Start of Data
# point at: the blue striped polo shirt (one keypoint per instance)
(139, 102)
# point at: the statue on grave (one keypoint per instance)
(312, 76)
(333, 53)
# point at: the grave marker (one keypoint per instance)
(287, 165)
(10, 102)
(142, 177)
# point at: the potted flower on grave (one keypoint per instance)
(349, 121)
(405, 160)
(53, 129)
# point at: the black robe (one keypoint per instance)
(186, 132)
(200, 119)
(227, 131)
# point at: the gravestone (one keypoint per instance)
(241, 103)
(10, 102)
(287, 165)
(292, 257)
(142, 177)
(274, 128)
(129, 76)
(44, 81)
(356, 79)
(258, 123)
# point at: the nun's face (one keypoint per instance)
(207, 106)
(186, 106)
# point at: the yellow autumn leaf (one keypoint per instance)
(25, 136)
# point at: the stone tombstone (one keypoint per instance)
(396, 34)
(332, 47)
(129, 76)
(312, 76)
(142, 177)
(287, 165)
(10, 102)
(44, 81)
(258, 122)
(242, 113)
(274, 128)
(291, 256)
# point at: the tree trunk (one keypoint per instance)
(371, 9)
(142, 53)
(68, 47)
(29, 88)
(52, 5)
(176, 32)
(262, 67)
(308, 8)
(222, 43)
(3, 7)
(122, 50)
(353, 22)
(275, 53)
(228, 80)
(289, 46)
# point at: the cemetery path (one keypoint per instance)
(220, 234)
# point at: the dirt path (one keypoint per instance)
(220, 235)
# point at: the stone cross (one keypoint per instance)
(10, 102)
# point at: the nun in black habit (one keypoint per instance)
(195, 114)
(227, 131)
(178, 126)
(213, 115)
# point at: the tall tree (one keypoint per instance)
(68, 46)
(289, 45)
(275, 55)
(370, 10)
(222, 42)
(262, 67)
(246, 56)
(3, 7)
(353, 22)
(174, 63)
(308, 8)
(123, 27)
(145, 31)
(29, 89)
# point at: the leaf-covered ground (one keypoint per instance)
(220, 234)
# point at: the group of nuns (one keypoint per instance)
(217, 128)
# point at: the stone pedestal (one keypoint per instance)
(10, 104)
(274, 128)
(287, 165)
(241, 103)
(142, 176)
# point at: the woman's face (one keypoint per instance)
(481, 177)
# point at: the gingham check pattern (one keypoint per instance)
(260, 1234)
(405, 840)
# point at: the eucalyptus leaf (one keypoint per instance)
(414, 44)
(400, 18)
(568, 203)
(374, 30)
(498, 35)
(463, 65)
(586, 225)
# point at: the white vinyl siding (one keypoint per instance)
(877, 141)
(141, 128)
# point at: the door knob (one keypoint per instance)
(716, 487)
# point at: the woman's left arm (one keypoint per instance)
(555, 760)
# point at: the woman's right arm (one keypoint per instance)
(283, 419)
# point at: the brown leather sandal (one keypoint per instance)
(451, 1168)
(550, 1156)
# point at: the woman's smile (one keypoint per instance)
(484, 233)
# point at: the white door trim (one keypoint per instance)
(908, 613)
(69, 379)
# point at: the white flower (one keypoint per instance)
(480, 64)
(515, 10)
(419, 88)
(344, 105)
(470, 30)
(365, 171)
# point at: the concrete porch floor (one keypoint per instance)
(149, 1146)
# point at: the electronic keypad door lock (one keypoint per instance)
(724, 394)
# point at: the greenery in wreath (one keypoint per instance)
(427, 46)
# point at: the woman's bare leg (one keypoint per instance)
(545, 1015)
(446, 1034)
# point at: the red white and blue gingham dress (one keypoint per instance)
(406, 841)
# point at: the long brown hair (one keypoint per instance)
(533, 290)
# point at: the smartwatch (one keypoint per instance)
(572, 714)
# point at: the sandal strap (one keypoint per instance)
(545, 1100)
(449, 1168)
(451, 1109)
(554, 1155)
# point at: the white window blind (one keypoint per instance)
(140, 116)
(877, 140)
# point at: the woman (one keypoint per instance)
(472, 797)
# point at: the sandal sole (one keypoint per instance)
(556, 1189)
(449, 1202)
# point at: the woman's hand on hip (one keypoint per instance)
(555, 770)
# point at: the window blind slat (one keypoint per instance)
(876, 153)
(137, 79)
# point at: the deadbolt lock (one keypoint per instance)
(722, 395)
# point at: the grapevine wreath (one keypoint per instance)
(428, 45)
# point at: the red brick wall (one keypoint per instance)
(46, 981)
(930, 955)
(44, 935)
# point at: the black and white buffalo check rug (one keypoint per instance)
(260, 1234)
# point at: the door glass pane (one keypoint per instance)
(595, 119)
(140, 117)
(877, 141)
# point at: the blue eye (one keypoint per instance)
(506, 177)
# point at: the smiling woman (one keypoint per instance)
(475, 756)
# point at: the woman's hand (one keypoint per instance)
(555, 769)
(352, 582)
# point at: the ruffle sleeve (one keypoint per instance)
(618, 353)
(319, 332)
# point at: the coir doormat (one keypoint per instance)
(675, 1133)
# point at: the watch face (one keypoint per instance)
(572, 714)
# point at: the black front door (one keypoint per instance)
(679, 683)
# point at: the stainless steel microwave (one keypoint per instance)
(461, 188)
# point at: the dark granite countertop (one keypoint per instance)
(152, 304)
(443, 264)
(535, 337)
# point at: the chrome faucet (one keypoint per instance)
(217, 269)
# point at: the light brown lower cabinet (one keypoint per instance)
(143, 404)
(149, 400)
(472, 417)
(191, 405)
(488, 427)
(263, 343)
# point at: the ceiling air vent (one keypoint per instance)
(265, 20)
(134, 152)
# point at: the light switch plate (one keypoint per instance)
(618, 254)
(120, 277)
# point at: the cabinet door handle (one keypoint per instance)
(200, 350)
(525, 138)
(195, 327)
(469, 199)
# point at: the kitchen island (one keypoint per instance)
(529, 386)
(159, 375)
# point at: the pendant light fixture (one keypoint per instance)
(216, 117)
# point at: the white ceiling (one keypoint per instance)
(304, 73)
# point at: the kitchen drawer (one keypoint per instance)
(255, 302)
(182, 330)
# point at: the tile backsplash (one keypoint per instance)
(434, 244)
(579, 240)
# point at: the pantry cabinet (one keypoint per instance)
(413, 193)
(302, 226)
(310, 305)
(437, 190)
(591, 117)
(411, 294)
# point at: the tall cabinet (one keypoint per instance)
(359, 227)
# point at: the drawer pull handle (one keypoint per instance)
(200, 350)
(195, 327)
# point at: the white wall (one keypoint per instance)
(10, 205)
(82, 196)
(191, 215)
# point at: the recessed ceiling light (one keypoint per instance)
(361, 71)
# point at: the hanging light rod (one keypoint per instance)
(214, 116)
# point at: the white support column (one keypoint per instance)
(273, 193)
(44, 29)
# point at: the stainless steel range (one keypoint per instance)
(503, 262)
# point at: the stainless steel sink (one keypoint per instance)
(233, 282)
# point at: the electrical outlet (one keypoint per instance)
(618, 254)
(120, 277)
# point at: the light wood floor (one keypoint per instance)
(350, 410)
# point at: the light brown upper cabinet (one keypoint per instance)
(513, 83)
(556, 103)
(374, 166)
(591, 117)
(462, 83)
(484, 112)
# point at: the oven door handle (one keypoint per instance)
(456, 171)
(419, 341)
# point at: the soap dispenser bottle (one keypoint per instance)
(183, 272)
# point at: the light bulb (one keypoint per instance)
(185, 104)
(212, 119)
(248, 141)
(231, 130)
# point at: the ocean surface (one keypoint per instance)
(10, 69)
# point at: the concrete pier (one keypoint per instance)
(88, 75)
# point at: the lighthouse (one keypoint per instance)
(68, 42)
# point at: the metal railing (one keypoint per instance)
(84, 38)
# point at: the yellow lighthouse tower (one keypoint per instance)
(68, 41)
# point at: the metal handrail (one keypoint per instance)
End of Data
* [Work order]: Return the lines above, from the one containing "# point at: the oven" to the end, exactly as they stand.

* [Task response]:
# point at: the oven door handle (one keypoint per instance)
(456, 171)
(419, 341)
# point at: the soap dispenser bottle (one keypoint per instance)
(183, 272)
# point at: the light bulb (one keypoint per instance)
(185, 104)
(212, 119)
(248, 141)
(231, 130)
# point at: the ocean surface (one keypoint per instance)
(10, 69)
# point at: the concrete pier (one keypoint per instance)
(88, 75)
# point at: the lighthouse (one keypoint per instance)
(68, 42)
# point at: the metal railing (one keypoint per instance)
(84, 38)
# point at: the yellow lighthouse tower (one keypoint per instance)
(68, 41)
# point at: the metal handrail (one keypoint per instance)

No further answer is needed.